──────── Supplied records

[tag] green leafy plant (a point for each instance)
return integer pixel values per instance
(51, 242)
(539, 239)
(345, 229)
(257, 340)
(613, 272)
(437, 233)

────────────────

### Goal of the exercise
Update all the entries above by changing "instance" to "item" and leaving everything else unchanged.

### In response
[tag] green leafy plant (a point for each item)
return integer pixel values per item
(51, 242)
(539, 239)
(345, 229)
(257, 340)
(613, 272)
(437, 233)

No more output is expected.